▶ Work task:
For the data below, give the number of lines that include the word "dense" and nothing else.

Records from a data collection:
----------------------------------------

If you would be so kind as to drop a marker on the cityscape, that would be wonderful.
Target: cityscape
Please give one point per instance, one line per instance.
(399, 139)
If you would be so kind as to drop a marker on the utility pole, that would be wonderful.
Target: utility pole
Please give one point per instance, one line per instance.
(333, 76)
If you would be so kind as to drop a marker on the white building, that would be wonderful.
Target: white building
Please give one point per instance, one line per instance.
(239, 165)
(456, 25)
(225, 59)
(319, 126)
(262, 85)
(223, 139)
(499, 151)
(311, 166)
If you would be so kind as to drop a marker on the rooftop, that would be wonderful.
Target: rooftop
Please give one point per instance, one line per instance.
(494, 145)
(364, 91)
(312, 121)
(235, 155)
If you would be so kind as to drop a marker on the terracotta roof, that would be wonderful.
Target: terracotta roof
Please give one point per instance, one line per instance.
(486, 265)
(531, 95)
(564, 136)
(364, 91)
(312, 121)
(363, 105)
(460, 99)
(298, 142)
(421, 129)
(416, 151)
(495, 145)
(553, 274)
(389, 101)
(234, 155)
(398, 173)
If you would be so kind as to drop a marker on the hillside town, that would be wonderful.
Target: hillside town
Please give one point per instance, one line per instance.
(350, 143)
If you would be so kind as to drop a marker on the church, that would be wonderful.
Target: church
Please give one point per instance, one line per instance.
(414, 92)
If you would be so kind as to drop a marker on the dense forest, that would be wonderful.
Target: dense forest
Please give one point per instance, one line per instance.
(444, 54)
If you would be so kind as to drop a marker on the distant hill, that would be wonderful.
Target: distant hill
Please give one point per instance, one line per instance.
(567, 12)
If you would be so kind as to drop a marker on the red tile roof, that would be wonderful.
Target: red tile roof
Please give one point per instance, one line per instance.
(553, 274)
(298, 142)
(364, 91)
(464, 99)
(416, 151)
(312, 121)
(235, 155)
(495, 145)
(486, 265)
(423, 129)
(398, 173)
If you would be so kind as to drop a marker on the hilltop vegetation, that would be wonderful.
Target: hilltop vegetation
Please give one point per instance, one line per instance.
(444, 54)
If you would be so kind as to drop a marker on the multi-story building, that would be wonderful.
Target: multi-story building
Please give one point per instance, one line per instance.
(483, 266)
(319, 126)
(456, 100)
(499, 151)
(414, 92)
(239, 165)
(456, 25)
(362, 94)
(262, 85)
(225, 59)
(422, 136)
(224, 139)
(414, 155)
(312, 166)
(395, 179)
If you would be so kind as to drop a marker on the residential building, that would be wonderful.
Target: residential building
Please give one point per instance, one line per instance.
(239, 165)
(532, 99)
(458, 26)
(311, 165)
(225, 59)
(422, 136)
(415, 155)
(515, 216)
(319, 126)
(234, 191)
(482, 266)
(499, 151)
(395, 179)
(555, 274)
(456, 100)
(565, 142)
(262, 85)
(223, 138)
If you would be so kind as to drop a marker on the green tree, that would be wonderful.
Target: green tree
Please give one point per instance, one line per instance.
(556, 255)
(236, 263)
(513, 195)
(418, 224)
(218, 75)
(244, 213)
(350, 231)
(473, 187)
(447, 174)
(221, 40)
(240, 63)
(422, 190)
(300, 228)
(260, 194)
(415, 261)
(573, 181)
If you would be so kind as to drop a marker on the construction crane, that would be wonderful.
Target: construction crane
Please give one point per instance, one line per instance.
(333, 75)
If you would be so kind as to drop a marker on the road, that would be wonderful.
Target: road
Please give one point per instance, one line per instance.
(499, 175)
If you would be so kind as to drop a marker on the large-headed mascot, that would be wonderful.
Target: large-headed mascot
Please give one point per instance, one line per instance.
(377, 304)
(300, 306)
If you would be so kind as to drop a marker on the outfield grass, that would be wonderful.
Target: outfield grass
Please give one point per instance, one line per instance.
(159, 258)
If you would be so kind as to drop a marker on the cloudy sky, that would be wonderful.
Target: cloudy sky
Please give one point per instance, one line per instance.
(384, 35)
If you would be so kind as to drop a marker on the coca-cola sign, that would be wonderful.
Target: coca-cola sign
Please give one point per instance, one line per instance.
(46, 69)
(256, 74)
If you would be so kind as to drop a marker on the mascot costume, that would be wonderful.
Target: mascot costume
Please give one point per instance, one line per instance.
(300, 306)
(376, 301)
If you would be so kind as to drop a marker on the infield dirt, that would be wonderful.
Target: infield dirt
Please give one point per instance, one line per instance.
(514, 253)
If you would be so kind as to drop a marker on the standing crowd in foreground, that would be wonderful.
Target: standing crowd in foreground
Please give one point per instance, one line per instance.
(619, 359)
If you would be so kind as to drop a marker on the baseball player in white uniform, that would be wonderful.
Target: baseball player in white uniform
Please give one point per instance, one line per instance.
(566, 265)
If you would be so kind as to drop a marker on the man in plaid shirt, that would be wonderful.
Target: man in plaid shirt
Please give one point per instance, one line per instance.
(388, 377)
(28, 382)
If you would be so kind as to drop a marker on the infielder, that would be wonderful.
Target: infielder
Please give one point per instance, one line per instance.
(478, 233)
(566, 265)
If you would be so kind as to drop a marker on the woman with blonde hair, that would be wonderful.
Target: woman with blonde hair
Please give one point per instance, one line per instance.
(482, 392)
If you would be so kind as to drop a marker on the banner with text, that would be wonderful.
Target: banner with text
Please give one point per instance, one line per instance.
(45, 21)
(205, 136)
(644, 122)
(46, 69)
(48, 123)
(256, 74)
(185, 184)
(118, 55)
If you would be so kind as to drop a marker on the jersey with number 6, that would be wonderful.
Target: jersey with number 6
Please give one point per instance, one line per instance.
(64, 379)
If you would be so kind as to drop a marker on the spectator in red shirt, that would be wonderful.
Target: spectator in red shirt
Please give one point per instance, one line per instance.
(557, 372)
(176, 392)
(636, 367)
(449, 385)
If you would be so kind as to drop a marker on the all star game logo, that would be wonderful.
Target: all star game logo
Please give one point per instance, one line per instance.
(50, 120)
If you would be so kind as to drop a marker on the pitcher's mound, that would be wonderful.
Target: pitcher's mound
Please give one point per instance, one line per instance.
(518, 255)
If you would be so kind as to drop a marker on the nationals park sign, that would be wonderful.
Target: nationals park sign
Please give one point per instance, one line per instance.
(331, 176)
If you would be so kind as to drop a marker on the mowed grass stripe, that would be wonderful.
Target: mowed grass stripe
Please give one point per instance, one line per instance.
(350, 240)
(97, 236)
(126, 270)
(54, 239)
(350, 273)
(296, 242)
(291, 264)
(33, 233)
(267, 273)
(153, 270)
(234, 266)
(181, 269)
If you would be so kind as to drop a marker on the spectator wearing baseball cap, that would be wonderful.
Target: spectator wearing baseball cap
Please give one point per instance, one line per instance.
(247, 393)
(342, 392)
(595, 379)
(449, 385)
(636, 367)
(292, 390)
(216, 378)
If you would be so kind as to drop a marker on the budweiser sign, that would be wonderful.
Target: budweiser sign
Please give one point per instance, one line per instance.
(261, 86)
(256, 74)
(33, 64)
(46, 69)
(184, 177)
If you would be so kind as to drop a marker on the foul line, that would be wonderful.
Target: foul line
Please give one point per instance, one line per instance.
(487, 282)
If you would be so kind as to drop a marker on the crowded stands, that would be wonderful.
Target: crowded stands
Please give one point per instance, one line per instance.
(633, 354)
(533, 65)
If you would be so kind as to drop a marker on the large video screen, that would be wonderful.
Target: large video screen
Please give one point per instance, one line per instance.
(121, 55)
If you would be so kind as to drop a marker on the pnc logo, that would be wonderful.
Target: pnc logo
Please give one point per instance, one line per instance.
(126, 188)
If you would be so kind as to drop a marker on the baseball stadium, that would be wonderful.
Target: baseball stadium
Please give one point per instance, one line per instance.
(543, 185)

----------------------------------------

▶ The completed task:
2